━━━ SUPPLIED DATA ━━━
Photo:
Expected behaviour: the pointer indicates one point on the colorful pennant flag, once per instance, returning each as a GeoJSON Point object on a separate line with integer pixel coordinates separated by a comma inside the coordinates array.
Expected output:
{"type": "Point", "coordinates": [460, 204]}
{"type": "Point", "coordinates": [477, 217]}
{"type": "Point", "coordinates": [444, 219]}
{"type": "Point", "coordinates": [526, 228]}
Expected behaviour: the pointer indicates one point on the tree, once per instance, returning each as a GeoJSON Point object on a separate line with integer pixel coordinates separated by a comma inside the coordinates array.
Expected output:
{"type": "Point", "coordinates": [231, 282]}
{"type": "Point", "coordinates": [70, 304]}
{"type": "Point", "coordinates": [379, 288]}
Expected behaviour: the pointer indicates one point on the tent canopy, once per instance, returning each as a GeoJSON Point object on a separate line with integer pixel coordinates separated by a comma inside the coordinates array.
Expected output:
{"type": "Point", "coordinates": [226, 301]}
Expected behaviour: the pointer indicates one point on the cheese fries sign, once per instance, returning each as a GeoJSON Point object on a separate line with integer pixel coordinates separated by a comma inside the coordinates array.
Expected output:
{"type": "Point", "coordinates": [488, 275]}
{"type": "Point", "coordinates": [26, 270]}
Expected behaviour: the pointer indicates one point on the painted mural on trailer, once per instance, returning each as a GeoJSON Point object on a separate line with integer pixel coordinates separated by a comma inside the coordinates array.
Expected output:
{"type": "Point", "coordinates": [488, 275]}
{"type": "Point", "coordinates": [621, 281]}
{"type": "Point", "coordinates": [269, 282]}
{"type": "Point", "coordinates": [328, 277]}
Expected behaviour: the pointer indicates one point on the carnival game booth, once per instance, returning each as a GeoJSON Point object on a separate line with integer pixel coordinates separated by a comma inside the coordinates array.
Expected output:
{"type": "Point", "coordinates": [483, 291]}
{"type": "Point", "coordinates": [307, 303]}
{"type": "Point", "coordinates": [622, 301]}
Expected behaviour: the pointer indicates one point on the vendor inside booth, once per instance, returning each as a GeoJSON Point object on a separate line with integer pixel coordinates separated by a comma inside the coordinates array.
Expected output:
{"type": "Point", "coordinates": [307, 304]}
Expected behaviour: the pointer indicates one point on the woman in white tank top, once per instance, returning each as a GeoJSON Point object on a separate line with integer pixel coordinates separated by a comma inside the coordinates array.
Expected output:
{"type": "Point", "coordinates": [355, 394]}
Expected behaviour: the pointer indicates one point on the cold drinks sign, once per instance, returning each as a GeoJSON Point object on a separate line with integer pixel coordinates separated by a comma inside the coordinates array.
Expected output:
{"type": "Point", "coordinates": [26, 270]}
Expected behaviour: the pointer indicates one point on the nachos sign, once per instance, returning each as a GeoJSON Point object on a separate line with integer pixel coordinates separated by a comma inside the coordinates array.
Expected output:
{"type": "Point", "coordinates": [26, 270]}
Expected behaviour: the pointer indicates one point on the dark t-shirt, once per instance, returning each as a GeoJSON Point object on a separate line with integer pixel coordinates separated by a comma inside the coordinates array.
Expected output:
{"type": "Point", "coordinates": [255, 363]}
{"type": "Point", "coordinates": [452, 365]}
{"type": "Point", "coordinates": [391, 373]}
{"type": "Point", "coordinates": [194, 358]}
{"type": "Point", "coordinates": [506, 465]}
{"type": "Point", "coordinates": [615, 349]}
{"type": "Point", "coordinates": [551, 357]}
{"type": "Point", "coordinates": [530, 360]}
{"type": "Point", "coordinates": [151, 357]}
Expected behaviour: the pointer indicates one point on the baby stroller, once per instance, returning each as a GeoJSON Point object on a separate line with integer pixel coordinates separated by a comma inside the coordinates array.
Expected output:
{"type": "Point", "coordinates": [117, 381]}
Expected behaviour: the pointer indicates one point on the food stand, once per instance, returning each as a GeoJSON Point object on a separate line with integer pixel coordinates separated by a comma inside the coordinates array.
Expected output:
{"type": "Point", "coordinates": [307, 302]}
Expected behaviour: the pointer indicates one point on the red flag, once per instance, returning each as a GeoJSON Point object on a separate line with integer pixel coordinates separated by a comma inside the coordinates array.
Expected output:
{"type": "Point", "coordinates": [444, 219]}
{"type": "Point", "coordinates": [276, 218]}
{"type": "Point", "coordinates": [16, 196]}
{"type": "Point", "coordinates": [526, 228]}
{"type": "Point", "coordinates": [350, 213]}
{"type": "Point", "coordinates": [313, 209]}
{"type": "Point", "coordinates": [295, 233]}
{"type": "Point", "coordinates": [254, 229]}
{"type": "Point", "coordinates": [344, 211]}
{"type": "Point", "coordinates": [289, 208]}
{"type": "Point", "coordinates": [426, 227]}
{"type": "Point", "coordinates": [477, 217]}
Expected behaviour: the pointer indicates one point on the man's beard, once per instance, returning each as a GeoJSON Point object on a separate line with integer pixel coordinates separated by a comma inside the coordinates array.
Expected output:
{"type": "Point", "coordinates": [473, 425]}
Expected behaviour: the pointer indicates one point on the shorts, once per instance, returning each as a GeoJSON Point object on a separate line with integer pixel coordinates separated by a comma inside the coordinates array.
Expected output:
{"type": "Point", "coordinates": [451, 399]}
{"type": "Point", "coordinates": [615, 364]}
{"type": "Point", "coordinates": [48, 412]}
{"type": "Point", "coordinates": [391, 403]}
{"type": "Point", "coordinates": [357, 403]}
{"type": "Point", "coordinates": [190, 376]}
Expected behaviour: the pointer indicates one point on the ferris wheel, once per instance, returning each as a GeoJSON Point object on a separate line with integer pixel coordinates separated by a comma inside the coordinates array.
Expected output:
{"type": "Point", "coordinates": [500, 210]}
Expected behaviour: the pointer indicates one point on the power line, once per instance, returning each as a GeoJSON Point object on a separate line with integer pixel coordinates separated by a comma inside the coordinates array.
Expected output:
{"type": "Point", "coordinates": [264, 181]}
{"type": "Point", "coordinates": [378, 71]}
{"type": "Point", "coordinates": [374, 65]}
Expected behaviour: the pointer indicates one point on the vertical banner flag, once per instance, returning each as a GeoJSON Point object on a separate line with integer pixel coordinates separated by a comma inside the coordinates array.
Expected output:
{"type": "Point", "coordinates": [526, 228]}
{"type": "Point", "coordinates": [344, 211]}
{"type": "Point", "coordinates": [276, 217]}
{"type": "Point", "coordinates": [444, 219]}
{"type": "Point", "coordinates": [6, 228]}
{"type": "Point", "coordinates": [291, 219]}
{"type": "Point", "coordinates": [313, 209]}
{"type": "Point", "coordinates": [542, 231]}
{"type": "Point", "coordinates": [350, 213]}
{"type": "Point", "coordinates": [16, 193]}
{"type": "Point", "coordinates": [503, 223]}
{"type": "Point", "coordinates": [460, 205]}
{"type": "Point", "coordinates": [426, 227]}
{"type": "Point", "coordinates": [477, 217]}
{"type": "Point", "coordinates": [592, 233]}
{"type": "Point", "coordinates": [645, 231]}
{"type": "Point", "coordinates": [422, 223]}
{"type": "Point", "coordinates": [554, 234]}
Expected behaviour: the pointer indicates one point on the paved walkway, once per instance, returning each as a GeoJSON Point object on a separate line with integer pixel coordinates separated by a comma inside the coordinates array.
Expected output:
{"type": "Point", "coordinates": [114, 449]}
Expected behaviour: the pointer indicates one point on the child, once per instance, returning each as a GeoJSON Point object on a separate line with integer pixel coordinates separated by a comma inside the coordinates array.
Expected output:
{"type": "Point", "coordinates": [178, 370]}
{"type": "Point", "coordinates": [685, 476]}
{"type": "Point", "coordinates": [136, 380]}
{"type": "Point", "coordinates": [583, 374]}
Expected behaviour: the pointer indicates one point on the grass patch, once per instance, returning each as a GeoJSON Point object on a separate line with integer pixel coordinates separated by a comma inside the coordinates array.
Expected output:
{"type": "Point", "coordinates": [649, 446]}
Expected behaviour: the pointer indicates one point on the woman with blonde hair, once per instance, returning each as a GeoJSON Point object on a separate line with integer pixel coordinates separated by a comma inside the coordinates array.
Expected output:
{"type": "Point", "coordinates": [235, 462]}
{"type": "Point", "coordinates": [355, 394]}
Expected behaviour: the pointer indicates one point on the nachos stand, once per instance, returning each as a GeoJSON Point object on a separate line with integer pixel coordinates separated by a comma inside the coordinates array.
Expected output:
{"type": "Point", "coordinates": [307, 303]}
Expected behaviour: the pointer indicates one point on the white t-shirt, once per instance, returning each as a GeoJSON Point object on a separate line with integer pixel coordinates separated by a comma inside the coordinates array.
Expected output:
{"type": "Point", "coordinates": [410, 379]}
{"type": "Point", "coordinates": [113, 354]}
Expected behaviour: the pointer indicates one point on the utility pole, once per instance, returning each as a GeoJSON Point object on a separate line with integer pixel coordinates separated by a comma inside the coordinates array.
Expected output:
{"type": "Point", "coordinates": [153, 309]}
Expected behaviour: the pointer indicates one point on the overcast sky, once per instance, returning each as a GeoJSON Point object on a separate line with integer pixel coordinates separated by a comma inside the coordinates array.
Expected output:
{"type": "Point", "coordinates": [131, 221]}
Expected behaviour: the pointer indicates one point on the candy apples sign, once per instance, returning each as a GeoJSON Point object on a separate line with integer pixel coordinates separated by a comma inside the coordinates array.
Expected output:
━━━
Reproduce only the lines running from the one that contains "on the overcast" to the last line of the records.

Expected behaviour: the pointer indicates one point on the overcast sky, once per instance, returning each as a GeoJSON Point object on a separate line with integer pixel coordinates separated by a comma inside the coordinates array.
Expected output:
{"type": "Point", "coordinates": [131, 221]}
Expected behaviour: the pointer indicates one point on the candy apples sign, once per instance, returning each as a GeoJSON Point object on a separate line with integer pixel coordinates separated by a comma inside the coordinates array.
Expected output:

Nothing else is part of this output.